• [Stated problem]:
Starting at the beginning of the entries and ending at the line that contains "[157,38,169,51]", both included, write out every line again. Keep the lines that ask for a box unchanged, and scale each box coordinate in the answers by 1.5, rounding to whole numbers with halves going up.
•••
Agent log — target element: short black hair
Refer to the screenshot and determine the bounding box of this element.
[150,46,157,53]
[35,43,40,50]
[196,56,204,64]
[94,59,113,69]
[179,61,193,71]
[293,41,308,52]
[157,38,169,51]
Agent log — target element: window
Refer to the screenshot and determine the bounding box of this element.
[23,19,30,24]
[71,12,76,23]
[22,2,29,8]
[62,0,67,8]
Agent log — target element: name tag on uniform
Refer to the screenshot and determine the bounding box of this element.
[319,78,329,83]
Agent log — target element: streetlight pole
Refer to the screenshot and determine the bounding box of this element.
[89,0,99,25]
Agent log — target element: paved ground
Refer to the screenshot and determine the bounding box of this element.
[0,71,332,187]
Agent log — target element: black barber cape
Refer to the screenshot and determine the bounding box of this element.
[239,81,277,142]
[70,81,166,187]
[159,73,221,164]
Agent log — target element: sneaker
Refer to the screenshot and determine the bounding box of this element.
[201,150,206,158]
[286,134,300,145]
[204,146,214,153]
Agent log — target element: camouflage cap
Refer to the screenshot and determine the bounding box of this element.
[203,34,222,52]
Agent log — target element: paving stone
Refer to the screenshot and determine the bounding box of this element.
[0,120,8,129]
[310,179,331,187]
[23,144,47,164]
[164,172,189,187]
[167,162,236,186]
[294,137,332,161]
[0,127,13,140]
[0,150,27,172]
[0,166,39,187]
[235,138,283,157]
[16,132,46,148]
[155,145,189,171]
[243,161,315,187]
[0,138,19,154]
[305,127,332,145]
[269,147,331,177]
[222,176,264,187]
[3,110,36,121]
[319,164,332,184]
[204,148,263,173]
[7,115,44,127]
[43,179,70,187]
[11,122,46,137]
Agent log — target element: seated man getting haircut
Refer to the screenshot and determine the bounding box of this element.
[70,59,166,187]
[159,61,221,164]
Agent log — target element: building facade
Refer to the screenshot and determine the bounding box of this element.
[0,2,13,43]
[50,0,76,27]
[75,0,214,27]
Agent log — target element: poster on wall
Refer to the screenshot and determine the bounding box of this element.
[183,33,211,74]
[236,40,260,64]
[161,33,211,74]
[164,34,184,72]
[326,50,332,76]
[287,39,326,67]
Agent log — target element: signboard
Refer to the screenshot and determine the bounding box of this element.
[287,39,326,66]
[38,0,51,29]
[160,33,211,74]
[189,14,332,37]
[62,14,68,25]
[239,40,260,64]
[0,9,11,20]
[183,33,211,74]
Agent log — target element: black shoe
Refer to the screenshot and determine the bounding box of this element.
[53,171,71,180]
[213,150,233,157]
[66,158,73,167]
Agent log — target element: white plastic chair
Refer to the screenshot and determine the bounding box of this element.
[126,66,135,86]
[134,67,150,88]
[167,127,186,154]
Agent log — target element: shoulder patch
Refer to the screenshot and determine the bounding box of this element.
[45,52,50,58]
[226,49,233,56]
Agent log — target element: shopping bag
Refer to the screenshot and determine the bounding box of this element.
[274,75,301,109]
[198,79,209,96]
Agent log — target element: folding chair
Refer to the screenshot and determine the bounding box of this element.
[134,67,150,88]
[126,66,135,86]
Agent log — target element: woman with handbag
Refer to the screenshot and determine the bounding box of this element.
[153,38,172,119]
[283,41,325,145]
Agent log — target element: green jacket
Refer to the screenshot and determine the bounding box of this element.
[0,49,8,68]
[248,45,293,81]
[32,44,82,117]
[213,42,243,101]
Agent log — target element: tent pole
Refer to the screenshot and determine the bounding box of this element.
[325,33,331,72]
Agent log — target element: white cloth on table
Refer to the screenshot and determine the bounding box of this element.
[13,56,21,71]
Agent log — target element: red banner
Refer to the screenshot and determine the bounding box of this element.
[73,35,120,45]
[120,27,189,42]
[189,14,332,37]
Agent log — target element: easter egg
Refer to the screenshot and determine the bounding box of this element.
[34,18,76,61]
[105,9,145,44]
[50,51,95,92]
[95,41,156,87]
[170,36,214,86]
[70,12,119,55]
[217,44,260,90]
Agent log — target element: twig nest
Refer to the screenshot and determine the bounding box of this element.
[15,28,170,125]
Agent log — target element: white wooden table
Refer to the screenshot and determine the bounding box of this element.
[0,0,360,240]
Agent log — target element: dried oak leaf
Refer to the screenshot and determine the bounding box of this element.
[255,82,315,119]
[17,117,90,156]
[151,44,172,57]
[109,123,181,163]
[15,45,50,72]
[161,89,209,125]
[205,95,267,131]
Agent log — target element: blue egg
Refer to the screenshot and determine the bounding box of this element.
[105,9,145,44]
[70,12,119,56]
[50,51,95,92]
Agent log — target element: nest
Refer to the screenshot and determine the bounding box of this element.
•••
• [The result]:
Agent log — target element: short black hair
Refer to the screenshot and determine the bounding box of this element.
[225,69,236,80]
[53,65,60,75]
[294,84,306,96]
[141,89,170,104]
[269,92,290,107]
[440,62,462,78]
[236,57,254,77]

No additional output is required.